RECORD EXCERPTS: Begin

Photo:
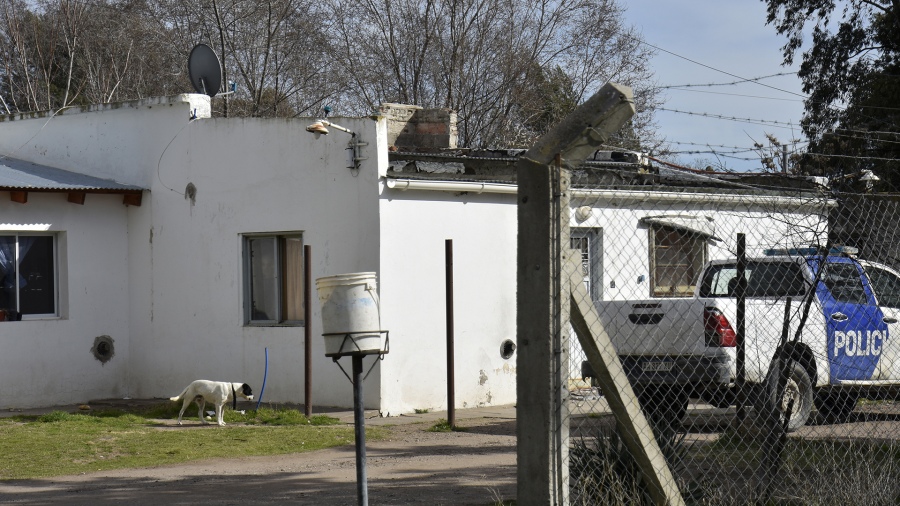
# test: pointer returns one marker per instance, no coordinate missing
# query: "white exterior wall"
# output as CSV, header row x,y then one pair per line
x,y
49,361
165,279
252,176
415,227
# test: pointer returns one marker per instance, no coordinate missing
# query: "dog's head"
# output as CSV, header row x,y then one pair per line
x,y
246,392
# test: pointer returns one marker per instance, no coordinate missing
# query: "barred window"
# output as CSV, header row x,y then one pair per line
x,y
677,257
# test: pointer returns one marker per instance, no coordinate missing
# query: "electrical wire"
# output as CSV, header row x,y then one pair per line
x,y
774,123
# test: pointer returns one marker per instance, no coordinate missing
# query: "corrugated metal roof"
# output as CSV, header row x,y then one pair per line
x,y
28,176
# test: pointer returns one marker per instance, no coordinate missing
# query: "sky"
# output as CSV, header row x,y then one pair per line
x,y
711,41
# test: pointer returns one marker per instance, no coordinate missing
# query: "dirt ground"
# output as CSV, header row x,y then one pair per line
x,y
412,466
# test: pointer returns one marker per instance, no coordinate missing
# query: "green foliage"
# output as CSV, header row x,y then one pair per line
x,y
849,74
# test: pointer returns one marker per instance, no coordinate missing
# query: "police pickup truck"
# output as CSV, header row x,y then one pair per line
x,y
846,348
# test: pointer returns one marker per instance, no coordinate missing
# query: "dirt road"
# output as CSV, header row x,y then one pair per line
x,y
414,466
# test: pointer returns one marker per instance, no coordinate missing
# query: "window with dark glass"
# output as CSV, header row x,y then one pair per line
x,y
273,273
28,274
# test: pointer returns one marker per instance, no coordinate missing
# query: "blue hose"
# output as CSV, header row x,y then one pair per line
x,y
265,375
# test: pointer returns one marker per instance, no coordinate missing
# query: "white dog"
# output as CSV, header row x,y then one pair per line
x,y
216,392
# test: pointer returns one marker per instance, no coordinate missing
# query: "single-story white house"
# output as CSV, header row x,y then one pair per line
x,y
146,244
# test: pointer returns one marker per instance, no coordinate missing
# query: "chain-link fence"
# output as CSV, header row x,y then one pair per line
x,y
756,320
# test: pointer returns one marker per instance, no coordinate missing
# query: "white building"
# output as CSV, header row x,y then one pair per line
x,y
145,226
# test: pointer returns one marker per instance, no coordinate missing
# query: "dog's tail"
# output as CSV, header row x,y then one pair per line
x,y
180,396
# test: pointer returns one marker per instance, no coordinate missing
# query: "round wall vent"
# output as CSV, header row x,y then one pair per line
x,y
507,349
103,349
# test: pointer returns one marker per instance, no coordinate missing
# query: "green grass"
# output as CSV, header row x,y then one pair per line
x,y
62,443
443,425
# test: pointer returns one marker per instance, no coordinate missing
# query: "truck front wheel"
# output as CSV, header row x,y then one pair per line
x,y
798,394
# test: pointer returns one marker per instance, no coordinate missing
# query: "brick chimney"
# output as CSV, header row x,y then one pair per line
x,y
413,128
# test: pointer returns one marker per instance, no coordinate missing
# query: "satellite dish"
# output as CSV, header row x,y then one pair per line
x,y
205,70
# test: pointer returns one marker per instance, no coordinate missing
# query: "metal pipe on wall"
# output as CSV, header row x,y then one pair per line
x,y
307,334
451,379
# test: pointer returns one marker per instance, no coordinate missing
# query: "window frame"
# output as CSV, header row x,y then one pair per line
x,y
700,239
281,296
594,277
54,237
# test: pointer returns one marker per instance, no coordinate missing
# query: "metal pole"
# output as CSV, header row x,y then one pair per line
x,y
307,338
451,380
784,158
740,381
359,420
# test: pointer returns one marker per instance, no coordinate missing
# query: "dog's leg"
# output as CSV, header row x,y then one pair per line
x,y
184,405
201,405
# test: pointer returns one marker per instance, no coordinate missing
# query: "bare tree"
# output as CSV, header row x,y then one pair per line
x,y
509,68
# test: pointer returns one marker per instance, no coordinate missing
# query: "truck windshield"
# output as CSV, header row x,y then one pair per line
x,y
764,279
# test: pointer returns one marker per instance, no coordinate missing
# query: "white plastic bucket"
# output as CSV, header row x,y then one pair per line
x,y
351,322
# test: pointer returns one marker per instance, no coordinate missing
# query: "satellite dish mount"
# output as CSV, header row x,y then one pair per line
x,y
205,70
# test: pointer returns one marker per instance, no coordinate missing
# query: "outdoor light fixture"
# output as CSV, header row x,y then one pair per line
x,y
320,127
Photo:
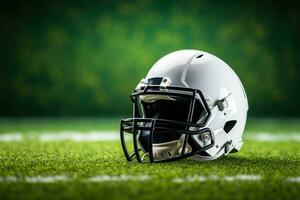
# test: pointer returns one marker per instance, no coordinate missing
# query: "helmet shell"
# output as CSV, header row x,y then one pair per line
x,y
216,80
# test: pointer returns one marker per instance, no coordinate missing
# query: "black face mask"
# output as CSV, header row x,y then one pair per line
x,y
163,115
175,109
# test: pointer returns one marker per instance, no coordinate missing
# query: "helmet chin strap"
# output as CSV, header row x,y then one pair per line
x,y
166,150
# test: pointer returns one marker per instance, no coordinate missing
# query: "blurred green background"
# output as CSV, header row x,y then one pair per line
x,y
83,58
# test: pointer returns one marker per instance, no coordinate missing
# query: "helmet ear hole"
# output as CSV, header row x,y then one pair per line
x,y
229,125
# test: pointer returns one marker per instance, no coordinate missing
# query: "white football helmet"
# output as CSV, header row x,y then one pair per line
x,y
191,104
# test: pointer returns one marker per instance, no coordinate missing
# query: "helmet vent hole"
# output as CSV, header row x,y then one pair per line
x,y
229,125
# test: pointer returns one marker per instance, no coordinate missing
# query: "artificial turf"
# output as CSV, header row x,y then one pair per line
x,y
273,161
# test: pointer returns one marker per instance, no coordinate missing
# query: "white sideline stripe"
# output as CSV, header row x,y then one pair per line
x,y
107,178
122,178
94,136
197,178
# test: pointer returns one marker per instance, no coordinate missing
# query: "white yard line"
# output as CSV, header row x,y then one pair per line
x,y
96,136
293,179
109,178
269,137
9,137
197,178
37,179
142,178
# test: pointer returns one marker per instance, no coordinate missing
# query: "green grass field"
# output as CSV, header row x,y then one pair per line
x,y
35,169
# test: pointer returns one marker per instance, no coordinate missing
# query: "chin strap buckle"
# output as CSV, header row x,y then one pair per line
x,y
222,104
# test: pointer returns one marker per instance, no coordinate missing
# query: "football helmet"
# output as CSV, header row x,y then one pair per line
x,y
191,104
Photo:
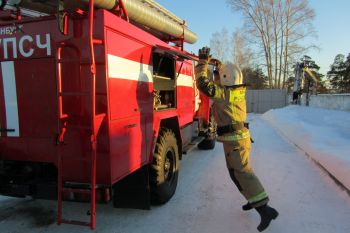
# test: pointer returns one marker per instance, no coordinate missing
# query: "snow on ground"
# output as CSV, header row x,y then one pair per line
x,y
206,200
323,134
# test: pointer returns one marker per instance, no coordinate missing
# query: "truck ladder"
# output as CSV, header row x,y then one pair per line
x,y
96,121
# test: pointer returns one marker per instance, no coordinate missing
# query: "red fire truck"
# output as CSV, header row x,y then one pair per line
x,y
97,100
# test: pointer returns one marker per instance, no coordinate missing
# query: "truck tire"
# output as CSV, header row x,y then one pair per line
x,y
164,168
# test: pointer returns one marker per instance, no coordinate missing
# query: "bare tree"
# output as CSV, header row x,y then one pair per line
x,y
242,55
277,27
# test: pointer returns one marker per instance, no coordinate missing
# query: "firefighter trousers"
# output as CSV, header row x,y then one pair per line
x,y
237,154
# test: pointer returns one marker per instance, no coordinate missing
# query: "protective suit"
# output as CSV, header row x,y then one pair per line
x,y
229,110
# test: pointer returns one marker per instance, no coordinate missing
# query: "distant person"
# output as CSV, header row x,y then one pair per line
x,y
229,110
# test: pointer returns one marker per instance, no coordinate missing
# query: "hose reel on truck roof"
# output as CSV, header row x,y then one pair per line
x,y
147,14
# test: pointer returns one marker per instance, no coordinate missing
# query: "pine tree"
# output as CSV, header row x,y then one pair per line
x,y
339,75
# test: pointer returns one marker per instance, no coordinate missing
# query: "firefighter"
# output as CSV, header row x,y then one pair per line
x,y
229,110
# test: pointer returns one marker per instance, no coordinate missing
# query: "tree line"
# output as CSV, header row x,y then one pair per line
x,y
272,41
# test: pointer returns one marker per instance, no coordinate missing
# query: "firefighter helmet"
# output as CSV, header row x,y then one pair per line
x,y
231,75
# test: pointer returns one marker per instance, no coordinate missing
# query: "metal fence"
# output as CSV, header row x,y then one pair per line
x,y
260,101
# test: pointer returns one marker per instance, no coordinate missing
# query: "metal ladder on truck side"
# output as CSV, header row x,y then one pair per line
x,y
96,121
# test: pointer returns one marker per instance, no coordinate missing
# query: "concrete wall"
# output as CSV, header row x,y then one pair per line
x,y
335,101
260,101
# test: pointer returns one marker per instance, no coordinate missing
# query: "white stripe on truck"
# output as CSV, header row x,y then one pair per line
x,y
122,68
10,93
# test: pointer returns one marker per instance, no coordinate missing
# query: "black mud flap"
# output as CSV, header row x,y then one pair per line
x,y
133,191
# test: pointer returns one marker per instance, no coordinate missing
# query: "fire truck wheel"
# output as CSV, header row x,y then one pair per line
x,y
165,167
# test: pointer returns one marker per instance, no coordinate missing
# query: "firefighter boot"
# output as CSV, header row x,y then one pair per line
x,y
267,214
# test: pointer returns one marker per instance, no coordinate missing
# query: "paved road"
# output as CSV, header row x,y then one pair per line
x,y
206,200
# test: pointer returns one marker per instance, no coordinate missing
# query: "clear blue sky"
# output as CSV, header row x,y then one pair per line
x,y
208,16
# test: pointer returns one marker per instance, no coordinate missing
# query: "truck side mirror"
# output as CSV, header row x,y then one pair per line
x,y
2,4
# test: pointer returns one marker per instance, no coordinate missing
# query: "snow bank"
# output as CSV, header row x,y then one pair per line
x,y
323,134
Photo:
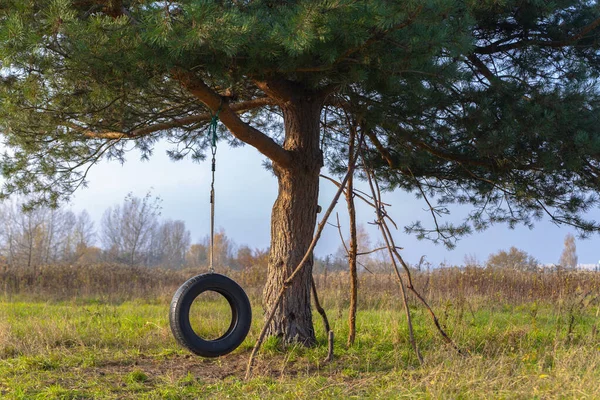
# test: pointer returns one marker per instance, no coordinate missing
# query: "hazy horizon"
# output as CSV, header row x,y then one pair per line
x,y
245,192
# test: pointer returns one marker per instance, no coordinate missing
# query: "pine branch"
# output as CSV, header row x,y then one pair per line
x,y
231,120
495,48
176,123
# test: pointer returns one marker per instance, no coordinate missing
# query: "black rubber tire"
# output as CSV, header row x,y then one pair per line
x,y
241,313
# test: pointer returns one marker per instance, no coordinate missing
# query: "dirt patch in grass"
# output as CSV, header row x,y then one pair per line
x,y
207,370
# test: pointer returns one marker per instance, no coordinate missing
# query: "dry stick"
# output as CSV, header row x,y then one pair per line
x,y
380,217
383,225
353,242
298,269
411,287
325,321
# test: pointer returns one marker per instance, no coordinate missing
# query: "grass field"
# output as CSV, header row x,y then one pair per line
x,y
80,349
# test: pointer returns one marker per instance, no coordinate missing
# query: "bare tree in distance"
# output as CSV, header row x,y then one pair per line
x,y
173,241
568,258
127,229
30,238
512,259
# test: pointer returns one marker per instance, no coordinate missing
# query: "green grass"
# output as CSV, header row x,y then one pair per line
x,y
90,350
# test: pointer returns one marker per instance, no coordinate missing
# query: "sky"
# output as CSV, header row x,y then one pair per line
x,y
245,192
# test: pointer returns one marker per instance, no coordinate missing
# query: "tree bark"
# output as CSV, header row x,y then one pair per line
x,y
293,221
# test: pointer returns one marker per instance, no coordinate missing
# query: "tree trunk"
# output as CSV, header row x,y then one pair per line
x,y
293,222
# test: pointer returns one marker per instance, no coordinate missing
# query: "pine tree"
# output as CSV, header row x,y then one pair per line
x,y
493,104
568,258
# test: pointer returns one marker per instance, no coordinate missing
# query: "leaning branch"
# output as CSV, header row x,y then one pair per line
x,y
231,120
298,269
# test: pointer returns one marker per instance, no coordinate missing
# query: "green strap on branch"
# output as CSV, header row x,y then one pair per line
x,y
212,128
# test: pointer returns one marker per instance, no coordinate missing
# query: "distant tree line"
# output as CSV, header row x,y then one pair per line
x,y
131,233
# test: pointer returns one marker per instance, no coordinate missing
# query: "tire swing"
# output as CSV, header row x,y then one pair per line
x,y
241,311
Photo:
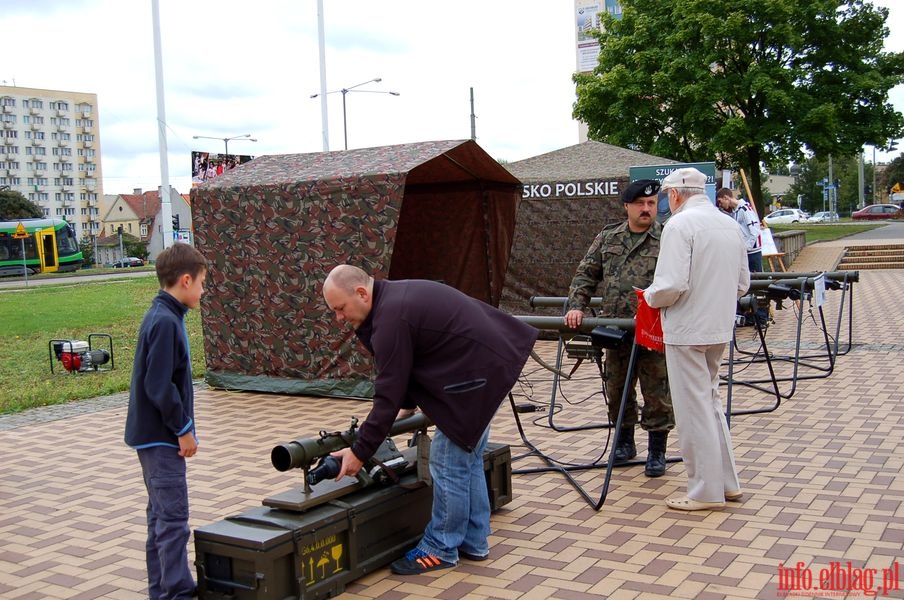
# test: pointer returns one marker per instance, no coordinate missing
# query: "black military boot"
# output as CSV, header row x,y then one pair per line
x,y
656,454
625,450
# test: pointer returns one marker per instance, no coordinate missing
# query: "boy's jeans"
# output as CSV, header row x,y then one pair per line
x,y
461,505
169,574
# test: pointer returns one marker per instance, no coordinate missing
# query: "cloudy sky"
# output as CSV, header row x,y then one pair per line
x,y
234,67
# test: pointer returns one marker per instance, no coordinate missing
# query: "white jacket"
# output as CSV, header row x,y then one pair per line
x,y
701,273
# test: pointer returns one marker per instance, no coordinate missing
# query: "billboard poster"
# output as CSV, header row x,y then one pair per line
x,y
206,165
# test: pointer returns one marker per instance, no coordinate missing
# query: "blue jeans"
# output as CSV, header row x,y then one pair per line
x,y
166,550
461,504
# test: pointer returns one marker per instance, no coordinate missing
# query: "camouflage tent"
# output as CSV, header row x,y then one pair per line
x,y
272,228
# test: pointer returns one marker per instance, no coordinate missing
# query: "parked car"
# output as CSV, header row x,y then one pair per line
x,y
878,211
129,261
786,215
823,216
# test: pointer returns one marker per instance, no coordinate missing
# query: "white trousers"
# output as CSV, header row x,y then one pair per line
x,y
703,434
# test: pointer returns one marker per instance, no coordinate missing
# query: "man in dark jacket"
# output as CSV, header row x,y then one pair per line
x,y
456,358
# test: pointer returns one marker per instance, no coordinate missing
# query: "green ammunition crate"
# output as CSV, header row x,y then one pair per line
x,y
497,466
267,553
276,554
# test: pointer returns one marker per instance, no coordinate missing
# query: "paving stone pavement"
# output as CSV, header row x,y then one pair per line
x,y
820,462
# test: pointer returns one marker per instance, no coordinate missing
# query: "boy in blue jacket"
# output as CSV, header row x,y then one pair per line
x,y
160,423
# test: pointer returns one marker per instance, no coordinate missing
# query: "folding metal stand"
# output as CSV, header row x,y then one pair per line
x,y
558,323
798,360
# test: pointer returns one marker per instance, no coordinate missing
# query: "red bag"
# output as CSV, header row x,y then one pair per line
x,y
648,325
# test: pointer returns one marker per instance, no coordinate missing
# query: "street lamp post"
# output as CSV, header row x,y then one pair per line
x,y
245,137
351,88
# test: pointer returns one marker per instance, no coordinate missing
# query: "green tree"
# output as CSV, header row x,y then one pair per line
x,y
751,84
14,205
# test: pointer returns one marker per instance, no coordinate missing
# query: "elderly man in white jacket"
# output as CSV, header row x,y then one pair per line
x,y
701,273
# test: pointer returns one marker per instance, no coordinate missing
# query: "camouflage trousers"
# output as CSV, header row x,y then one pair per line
x,y
649,368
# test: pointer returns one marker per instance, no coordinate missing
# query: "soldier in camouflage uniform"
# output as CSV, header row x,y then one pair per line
x,y
623,257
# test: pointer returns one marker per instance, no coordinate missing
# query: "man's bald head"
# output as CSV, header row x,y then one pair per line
x,y
348,291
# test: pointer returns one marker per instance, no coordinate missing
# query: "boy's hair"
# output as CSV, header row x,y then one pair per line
x,y
178,260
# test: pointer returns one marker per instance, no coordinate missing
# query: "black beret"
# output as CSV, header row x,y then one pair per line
x,y
640,188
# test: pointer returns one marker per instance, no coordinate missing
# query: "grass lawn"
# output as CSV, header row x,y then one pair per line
x,y
33,316
820,232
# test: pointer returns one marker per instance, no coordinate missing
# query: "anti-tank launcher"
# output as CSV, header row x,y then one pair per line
x,y
387,465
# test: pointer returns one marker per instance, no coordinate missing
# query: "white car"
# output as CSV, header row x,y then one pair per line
x,y
786,215
824,216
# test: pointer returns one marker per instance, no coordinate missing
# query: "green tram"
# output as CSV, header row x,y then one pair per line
x,y
51,246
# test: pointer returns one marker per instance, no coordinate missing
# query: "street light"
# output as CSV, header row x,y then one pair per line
x,y
351,88
245,137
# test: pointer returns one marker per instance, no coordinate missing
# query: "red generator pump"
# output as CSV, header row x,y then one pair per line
x,y
80,356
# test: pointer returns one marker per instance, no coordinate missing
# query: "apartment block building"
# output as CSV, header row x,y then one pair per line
x,y
50,153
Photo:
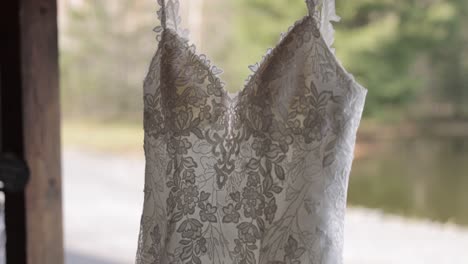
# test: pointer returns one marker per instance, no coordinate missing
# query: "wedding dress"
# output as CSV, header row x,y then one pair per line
x,y
259,176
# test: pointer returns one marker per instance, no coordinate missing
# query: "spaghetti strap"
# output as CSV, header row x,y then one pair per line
x,y
324,13
169,17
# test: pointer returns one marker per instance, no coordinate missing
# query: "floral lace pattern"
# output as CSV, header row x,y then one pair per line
x,y
256,177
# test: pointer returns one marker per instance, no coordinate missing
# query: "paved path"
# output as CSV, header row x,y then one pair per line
x,y
103,197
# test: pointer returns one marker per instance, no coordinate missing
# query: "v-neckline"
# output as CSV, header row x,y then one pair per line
x,y
210,65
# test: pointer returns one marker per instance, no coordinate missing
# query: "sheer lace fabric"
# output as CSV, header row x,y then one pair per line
x,y
259,176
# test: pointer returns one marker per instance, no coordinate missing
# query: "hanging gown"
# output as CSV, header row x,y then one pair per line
x,y
255,177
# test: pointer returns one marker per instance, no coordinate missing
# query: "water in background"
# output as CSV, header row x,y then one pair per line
x,y
424,177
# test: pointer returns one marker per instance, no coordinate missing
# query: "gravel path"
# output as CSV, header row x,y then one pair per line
x,y
103,197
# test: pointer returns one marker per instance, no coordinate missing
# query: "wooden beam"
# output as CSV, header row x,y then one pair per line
x,y
41,130
11,140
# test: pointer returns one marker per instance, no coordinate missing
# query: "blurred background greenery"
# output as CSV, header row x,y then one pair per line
x,y
412,148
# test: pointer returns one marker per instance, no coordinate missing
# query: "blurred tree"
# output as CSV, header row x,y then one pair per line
x,y
105,53
403,50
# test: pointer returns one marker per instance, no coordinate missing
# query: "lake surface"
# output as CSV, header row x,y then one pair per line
x,y
423,177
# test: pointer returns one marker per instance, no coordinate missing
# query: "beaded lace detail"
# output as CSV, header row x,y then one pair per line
x,y
255,177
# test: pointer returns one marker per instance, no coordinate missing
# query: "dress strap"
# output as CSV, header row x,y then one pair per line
x,y
323,11
168,14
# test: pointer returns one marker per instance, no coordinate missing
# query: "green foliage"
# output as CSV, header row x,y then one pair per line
x,y
402,51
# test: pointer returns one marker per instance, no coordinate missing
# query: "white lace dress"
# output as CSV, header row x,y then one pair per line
x,y
259,176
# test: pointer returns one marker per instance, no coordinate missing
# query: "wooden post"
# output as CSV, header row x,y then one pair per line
x,y
31,130
41,130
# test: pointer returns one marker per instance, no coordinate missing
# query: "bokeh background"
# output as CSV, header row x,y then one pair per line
x,y
408,191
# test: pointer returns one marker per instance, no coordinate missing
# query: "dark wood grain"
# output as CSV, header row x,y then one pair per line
x,y
41,130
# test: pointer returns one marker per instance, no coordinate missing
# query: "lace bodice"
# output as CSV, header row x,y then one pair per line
x,y
259,176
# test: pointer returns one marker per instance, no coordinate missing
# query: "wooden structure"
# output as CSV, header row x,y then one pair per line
x,y
30,130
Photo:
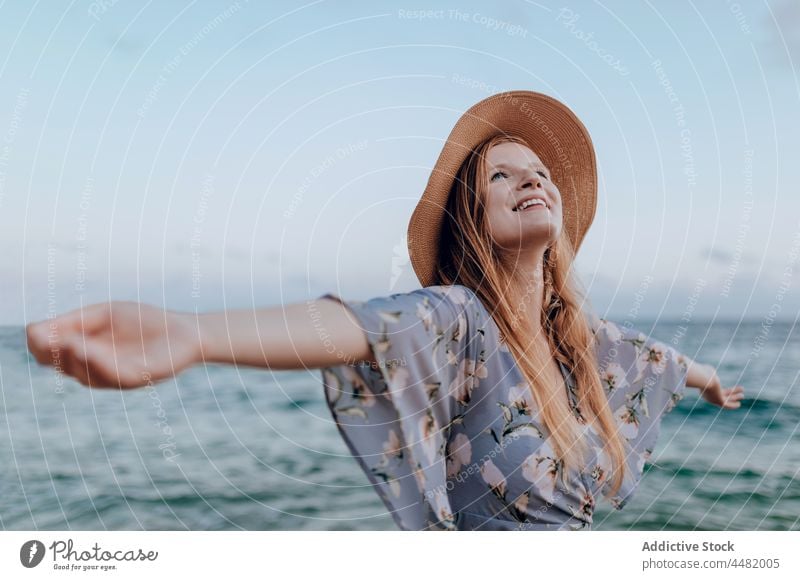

RECORD EXCERPTS: End

__TASK TO COMPLETE__
The count of lines above that contain "trousers" is all that should be given.

__ANSWER BELOW__
3